_Records for the exercise_
Start
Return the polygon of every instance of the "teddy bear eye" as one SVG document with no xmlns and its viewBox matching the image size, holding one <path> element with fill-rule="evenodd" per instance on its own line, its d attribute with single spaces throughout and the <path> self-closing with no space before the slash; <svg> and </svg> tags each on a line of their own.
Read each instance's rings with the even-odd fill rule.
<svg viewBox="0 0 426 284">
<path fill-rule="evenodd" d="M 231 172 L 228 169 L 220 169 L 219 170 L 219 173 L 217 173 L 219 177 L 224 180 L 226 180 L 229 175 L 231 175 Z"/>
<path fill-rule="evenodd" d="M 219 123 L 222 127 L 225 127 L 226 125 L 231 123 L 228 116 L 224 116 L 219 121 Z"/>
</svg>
End
_Required task_
Return every line of the data above verbatim.

_The answer_
Return the polygon of every instance of the "teddy bear eye" as one SVG document with no xmlns and its viewBox matching the image size, holding one <path> element with fill-rule="evenodd" per instance on its own line, its d attribute with single spaces throughout and the <path> self-closing with no space before the slash; <svg> and </svg> tags each on a line of their own.
Read each instance's rings with the even-odd fill rule.
<svg viewBox="0 0 426 284">
<path fill-rule="evenodd" d="M 231 172 L 228 169 L 220 169 L 219 170 L 219 173 L 217 173 L 219 177 L 224 180 L 226 180 L 229 175 L 231 175 Z"/>
<path fill-rule="evenodd" d="M 219 123 L 222 127 L 225 127 L 226 125 L 231 123 L 228 116 L 224 116 L 219 121 Z"/>
</svg>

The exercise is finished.